= AIM OF THE TASK =
Rewrite the FLCL piece below, starting at "For such a whack" and ending after "his dad’s store.", with "Vespa girl" changed to "scooter girl".
----- TEXT EXCERPT
For such a whack show, the care given to create a coherent plot is remarkable. It’s the reason FLCL never gets old. Beneath the surface of outlandish, anything-goes story is a narrative with interesting connections and characters that evolve.
The first episode doesn’t have a lot going on. Naota, our hero, gets macked on by his brother’s girlfriend, Mamimi (while his brother’s in America), when he gets run over by Haruko, the Vespa girl. He gets a bump on his head, Haruko comes to live with him, and a giant robot flies out of his bump. Important to note: In the closing monologue, Naota insists that nothing out of the ordinary happens in town – this, while a robot, fresh from beating up the giant hand of a second robot that didn’t make it out of Naota’s skull, helps knead bread in his dad’s store.
This should be weird, inexplicable, the sort of thing anime nerds like because other people don’t. But FLCL doesn’t have time for that sort of solemn, obscure BS (which is surprising, because it was produced by Gainax, whose Neon Genesis Evangelion is the ur-solemn-and-obscure-BS anime). It’s too busy telling a story.
----------
----- SOURCE DATA
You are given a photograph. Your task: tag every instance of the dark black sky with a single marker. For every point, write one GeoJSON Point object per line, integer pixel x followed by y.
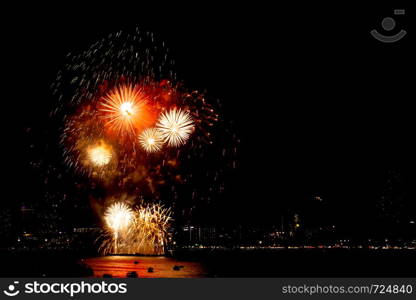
{"type": "Point", "coordinates": [320, 106]}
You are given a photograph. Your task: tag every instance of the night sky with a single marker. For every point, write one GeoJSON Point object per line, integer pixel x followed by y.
{"type": "Point", "coordinates": [320, 107]}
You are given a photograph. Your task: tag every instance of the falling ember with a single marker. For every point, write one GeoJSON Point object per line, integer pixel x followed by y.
{"type": "Point", "coordinates": [151, 140]}
{"type": "Point", "coordinates": [124, 108]}
{"type": "Point", "coordinates": [175, 127]}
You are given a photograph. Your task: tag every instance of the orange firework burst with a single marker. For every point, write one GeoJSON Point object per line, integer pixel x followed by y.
{"type": "Point", "coordinates": [100, 155]}
{"type": "Point", "coordinates": [126, 109]}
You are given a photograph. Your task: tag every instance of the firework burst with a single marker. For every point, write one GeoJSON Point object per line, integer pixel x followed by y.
{"type": "Point", "coordinates": [120, 100]}
{"type": "Point", "coordinates": [142, 231]}
{"type": "Point", "coordinates": [118, 218]}
{"type": "Point", "coordinates": [124, 109]}
{"type": "Point", "coordinates": [99, 155]}
{"type": "Point", "coordinates": [175, 126]}
{"type": "Point", "coordinates": [151, 140]}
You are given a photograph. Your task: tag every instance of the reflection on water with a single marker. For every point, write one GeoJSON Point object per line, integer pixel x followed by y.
{"type": "Point", "coordinates": [163, 267]}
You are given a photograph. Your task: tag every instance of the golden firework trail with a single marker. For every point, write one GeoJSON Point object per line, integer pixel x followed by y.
{"type": "Point", "coordinates": [151, 140]}
{"type": "Point", "coordinates": [147, 232]}
{"type": "Point", "coordinates": [123, 107]}
{"type": "Point", "coordinates": [175, 127]}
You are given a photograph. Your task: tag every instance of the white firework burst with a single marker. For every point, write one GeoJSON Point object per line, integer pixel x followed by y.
{"type": "Point", "coordinates": [151, 140]}
{"type": "Point", "coordinates": [175, 127]}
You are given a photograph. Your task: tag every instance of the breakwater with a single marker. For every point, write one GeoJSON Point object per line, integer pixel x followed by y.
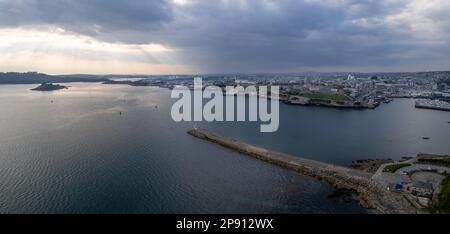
{"type": "Point", "coordinates": [369, 193]}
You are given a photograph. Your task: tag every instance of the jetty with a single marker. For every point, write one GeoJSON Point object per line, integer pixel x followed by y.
{"type": "Point", "coordinates": [369, 193]}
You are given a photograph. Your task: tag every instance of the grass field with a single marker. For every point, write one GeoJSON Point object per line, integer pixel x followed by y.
{"type": "Point", "coordinates": [443, 205]}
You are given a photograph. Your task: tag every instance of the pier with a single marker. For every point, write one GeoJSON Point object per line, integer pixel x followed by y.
{"type": "Point", "coordinates": [369, 193]}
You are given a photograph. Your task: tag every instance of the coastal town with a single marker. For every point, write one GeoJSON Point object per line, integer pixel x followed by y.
{"type": "Point", "coordinates": [337, 90]}
{"type": "Point", "coordinates": [357, 91]}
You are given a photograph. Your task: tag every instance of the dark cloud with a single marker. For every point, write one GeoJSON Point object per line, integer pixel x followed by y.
{"type": "Point", "coordinates": [257, 35]}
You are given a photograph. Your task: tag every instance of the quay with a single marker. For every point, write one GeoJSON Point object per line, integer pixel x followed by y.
{"type": "Point", "coordinates": [369, 193]}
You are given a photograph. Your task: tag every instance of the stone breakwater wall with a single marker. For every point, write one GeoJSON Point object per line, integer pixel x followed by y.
{"type": "Point", "coordinates": [369, 193]}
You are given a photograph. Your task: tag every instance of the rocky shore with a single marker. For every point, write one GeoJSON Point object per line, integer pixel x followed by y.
{"type": "Point", "coordinates": [49, 87]}
{"type": "Point", "coordinates": [369, 193]}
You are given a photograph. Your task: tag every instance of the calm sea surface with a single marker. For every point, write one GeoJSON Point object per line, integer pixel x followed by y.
{"type": "Point", "coordinates": [71, 151]}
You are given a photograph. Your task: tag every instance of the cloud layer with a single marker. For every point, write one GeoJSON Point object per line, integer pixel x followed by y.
{"type": "Point", "coordinates": [258, 35]}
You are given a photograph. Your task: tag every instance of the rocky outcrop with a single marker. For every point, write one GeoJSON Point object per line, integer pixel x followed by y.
{"type": "Point", "coordinates": [370, 193]}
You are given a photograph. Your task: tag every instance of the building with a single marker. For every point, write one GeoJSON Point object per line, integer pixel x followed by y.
{"type": "Point", "coordinates": [422, 189]}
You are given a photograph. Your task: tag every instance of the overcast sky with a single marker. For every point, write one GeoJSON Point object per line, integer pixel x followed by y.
{"type": "Point", "coordinates": [209, 36]}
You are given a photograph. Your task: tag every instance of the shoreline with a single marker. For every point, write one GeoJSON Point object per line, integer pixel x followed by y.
{"type": "Point", "coordinates": [369, 193]}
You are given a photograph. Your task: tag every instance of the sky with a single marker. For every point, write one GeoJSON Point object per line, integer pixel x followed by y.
{"type": "Point", "coordinates": [223, 36]}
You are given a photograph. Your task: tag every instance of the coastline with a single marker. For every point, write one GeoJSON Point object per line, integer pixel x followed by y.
{"type": "Point", "coordinates": [369, 193]}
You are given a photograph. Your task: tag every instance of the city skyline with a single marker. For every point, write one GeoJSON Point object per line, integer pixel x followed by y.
{"type": "Point", "coordinates": [188, 37]}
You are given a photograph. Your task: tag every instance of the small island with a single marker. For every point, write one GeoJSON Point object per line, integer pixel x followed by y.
{"type": "Point", "coordinates": [49, 87]}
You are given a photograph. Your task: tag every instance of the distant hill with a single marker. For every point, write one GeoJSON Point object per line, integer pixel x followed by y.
{"type": "Point", "coordinates": [38, 78]}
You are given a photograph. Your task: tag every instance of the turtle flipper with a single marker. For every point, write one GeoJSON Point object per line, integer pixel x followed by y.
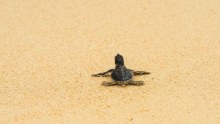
{"type": "Point", "coordinates": [105, 83]}
{"type": "Point", "coordinates": [102, 74]}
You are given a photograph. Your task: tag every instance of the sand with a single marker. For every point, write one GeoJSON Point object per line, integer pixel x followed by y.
{"type": "Point", "coordinates": [49, 49]}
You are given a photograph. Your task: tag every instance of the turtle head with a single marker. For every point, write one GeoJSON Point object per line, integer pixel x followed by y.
{"type": "Point", "coordinates": [119, 61]}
----------
= RESPONSE AREA =
For such a whack show, the care given to create a coherent plot is remarkable. It’s the reason FLCL never gets old. Beneath the surface of outlandish, anything-goes story is a narrative with interesting connections and characters that evolve.
The first episode doesn’t have a lot going on. Naota, our hero, gets macked on by his brother’s girlfriend, Mamimi (while his brother’s in America), when he gets run over by Haruko, the scooter girl. He gets a bump on his head, Haruko comes to live with him, and a giant robot flies out of his bump. Important to note: In the closing monologue, Naota insists that nothing out of the ordinary happens in town – this, while a robot, fresh from beating up the giant hand of a second robot that didn’t make it out of Naota’s skull, helps knead bread in his dad’s store.